:: Data supplied

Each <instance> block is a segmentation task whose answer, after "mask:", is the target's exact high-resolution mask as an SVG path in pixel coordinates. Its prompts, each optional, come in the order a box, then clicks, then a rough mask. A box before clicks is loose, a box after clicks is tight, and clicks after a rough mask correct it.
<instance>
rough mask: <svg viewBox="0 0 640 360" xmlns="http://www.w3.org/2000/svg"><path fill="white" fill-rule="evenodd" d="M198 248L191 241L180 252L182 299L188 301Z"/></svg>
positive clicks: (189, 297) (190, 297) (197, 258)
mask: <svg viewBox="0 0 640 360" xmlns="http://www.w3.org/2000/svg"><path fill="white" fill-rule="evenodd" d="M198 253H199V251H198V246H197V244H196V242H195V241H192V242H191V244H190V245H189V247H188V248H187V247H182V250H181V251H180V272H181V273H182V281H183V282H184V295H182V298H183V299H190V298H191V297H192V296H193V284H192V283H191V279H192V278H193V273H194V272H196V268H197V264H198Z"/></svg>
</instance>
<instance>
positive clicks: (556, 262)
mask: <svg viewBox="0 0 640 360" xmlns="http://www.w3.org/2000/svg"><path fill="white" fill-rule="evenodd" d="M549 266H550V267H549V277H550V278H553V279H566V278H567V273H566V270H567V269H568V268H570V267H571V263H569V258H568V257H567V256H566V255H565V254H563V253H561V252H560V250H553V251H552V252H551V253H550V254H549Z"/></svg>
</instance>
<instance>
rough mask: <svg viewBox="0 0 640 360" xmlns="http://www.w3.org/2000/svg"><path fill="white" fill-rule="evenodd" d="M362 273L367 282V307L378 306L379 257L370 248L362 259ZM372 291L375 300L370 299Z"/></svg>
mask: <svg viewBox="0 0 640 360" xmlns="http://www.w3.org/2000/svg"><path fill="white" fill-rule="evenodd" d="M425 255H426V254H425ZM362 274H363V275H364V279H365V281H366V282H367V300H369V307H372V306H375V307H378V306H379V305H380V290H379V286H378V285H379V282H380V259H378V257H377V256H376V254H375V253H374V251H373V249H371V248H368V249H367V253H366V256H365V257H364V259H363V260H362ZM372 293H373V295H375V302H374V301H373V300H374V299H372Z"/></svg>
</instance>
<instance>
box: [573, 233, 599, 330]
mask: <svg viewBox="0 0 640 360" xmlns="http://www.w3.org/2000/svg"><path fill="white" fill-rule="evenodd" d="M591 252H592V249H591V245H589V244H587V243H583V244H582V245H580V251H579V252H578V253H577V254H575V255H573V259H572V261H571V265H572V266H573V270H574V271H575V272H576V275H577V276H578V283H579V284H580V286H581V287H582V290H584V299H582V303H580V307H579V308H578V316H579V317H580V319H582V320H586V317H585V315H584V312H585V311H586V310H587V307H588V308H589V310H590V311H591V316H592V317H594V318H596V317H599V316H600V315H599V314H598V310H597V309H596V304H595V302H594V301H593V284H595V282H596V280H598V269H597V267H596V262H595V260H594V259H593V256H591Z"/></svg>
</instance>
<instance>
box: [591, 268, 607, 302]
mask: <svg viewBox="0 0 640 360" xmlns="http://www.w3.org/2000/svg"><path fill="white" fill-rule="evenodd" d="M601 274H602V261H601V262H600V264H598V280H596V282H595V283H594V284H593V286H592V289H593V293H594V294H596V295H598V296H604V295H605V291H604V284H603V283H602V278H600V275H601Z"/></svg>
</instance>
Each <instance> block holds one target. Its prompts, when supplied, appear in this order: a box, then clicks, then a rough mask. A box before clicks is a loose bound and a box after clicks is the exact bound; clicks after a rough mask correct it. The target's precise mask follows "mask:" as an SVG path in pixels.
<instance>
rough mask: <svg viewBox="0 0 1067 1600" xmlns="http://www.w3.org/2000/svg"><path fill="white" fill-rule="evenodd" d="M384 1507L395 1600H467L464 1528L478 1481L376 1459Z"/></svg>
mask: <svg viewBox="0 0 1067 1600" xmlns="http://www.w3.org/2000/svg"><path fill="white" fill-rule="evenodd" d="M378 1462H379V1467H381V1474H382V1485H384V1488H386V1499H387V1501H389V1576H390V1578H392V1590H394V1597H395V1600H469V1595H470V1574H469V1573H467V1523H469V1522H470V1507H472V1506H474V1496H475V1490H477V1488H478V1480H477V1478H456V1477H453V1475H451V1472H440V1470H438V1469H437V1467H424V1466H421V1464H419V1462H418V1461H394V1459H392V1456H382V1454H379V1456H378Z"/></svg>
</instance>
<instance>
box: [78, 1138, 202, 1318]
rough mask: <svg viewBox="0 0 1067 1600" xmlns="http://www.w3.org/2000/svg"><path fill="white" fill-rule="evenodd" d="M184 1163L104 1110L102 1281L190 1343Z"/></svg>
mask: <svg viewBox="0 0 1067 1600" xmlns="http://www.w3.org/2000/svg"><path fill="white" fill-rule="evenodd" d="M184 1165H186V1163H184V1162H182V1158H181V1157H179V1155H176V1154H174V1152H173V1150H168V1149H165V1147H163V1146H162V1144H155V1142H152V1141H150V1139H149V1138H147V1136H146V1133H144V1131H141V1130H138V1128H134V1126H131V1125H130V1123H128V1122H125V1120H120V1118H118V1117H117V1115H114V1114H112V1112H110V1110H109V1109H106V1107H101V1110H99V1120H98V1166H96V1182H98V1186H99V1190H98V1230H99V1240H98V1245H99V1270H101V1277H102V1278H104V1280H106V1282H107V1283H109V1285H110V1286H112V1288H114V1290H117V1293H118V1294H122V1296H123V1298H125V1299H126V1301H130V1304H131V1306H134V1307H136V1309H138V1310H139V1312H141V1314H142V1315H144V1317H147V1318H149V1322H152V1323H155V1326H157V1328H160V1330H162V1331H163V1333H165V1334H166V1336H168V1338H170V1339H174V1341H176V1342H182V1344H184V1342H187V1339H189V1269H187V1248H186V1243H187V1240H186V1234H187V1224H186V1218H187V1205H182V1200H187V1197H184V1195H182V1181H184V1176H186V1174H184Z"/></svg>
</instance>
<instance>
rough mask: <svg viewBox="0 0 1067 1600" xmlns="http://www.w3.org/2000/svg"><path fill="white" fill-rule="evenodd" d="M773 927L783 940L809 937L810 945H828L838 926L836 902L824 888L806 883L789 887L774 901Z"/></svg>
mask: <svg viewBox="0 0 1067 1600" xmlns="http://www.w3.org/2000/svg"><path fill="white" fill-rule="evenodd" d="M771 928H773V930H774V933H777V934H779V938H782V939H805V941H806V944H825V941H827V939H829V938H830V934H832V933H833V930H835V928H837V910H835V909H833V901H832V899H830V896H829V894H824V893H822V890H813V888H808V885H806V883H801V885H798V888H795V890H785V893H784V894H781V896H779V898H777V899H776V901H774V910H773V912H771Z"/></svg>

::::

*Task goal*
Convert every line of the data above into a Markdown table with the columns Row and Line, numbering each row and omitting blank lines.

*Solution to the exercise*
| Row | Line |
|---|---|
| 1 | Each <instance> block is a segmentation task whose answer, after "mask:", is the target's exact high-resolution mask as an SVG path in pixel coordinates. Its prompts, each optional, come in the order a box, then clicks, then a rough mask. A box before clicks is loose, a box after clicks is tight, and clicks after a rough mask correct it. |
| 2 | <instance> |
| 3 | rough mask: <svg viewBox="0 0 640 360" xmlns="http://www.w3.org/2000/svg"><path fill="white" fill-rule="evenodd" d="M198 248L191 241L180 252L182 299L188 301Z"/></svg> |
| 4 | positive clicks: (189, 297) (190, 297) (197, 258) |
| 5 | mask: <svg viewBox="0 0 640 360" xmlns="http://www.w3.org/2000/svg"><path fill="white" fill-rule="evenodd" d="M198 253H199V251H198V246H197V244H196V242H195V241H192V242H191V244H190V245H189V247H188V248H187V247H182V250H181V251H180V272H181V273H182V281H183V282H184V295H182V298H183V299H190V298H191V297H192V296H193V284H192V283H191V279H192V278H193V273H194V272H196V268H197V264H198Z"/></svg> |
| 6 | </instance> |
| 7 | <instance> |
| 8 | positive clicks: (556, 262) |
| 9 | mask: <svg viewBox="0 0 640 360" xmlns="http://www.w3.org/2000/svg"><path fill="white" fill-rule="evenodd" d="M549 266H550V267H549V277H550V278H553V279H566V278H567V273H566V270H567V269H568V268H570V267H571V263H569V258H568V257H567V256H566V255H565V254H563V253H561V252H560V250H553V251H552V252H551V253H550V254H549Z"/></svg> |
| 10 | </instance> |
| 11 | <instance> |
| 12 | rough mask: <svg viewBox="0 0 640 360" xmlns="http://www.w3.org/2000/svg"><path fill="white" fill-rule="evenodd" d="M362 273L367 282V307L378 306L379 257L370 248L362 259ZM372 291L375 300L370 299Z"/></svg> |
| 13 | mask: <svg viewBox="0 0 640 360" xmlns="http://www.w3.org/2000/svg"><path fill="white" fill-rule="evenodd" d="M425 255H426V254H425ZM362 274H363V275H364V279H365V281H366V282H367V300H369V307H372V306H375V307H378V306H379V305H380V290H379V286H378V285H379V282H380V259H378V257H377V256H376V254H375V253H374V251H373V249H371V248H368V249H367V253H366V256H365V257H364V259H363V260H362ZM372 293H373V295H375V302H374V301H373V300H374V299H372Z"/></svg> |
| 14 | </instance> |
| 15 | <instance> |
| 16 | box: [573, 233, 599, 330] |
| 17 | mask: <svg viewBox="0 0 640 360" xmlns="http://www.w3.org/2000/svg"><path fill="white" fill-rule="evenodd" d="M591 252H592V249H591V245H589V244H587V243H583V244H582V245H580V251H579V252H578V253H577V254H575V255H573V259H572V261H571V265H572V266H573V270H574V271H575V272H576V275H577V276H578V283H579V284H580V286H581V287H582V290H584V299H582V303H580V307H579V308H578V316H579V317H580V319H582V320H586V317H585V315H584V312H585V311H586V310H587V307H588V308H589V310H590V311H591V316H592V317H594V318H596V317H599V316H600V315H599V314H598V310H597V309H596V304H595V302H594V301H593V284H595V282H596V280H598V269H597V267H596V262H595V260H594V259H593V256H591Z"/></svg> |
| 18 | </instance> |
| 19 | <instance> |
| 20 | box: [591, 268, 607, 302] |
| 21 | mask: <svg viewBox="0 0 640 360" xmlns="http://www.w3.org/2000/svg"><path fill="white" fill-rule="evenodd" d="M601 274H602V261H601V262H600V264H598V280H596V282H595V283H594V284H593V286H592V289H593V293H594V294H596V295H598V296H604V295H605V291H604V284H603V283H602V278H600V275H601Z"/></svg> |
| 22 | </instance> |
| 23 | Each <instance> block holds one target. Its prompts, when supplied, appear in this order: a box, then clicks, then a rough mask. A box before clicks is a loose bound and a box after clicks is the exact bound; clicks after a rough mask correct it. The target's precise mask follows "mask:" as an SVG path in pixels. |
| 24 | <instance> |
| 25 | rough mask: <svg viewBox="0 0 1067 1600" xmlns="http://www.w3.org/2000/svg"><path fill="white" fill-rule="evenodd" d="M384 1507L395 1600H467L464 1528L478 1481L376 1459Z"/></svg> |
| 26 | mask: <svg viewBox="0 0 1067 1600" xmlns="http://www.w3.org/2000/svg"><path fill="white" fill-rule="evenodd" d="M378 1462H379V1467H381V1474H382V1485H384V1488H386V1499H387V1501H389V1576H390V1578H392V1590H394V1597H395V1600H469V1595H470V1574H469V1573H467V1523H469V1522H470V1507H472V1506H474V1496H475V1490H477V1488H478V1480H477V1478H456V1477H453V1475H451V1472H440V1470H438V1469H437V1467H424V1466H421V1464H419V1462H418V1461H394V1459H392V1456H382V1454H379V1456H378Z"/></svg> |
| 27 | </instance> |
| 28 | <instance> |
| 29 | box: [78, 1138, 202, 1318] |
| 30 | rough mask: <svg viewBox="0 0 1067 1600" xmlns="http://www.w3.org/2000/svg"><path fill="white" fill-rule="evenodd" d="M184 1163L104 1110L102 1281L190 1343Z"/></svg> |
| 31 | mask: <svg viewBox="0 0 1067 1600" xmlns="http://www.w3.org/2000/svg"><path fill="white" fill-rule="evenodd" d="M184 1165H186V1163H184V1162H182V1158H181V1157H179V1155H176V1154H174V1152H173V1150H168V1149H165V1147H163V1146H162V1144H155V1142H152V1141H150V1139H149V1138H147V1136H146V1133H144V1131H141V1130H138V1128H134V1126H131V1125H130V1123H128V1122H125V1120H120V1118H118V1117H117V1115H114V1114H112V1112H110V1110H109V1109H106V1107H101V1110H99V1120H98V1166H96V1182H98V1186H99V1190H98V1230H99V1240H98V1245H99V1270H101V1277H102V1278H104V1280H106V1282H107V1283H109V1285H110V1286H112V1288H114V1290H117V1293H118V1294H122V1296H123V1298H125V1299H126V1301H130V1304H131V1306H134V1307H136V1309H138V1310H139V1312H141V1314H142V1315H144V1317H147V1318H149V1322H152V1323H155V1326H157V1328H160V1330H162V1331H163V1333H165V1334H166V1336H168V1338H170V1339H174V1341H176V1342H182V1344H184V1342H187V1339H189V1269H187V1248H186V1243H187V1240H186V1234H187V1224H186V1218H187V1205H182V1200H187V1197H184V1195H182V1181H184V1176H186V1174H184Z"/></svg> |
| 32 | </instance> |
| 33 | <instance> |
| 34 | rough mask: <svg viewBox="0 0 1067 1600" xmlns="http://www.w3.org/2000/svg"><path fill="white" fill-rule="evenodd" d="M773 927L783 940L809 937L810 945H828L838 926L836 902L824 888L806 883L789 887L774 901Z"/></svg> |
| 35 | mask: <svg viewBox="0 0 1067 1600" xmlns="http://www.w3.org/2000/svg"><path fill="white" fill-rule="evenodd" d="M771 928H773V930H774V933H777V934H779V938H782V939H805V941H806V944H825V941H827V939H829V938H830V934H832V933H833V930H835V928H837V910H835V909H833V901H832V899H830V896H829V894H824V893H822V890H813V888H808V885H806V883H801V885H798V888H795V890H785V893H784V894H781V896H779V898H777V899H776V901H774V910H773V912H771Z"/></svg> |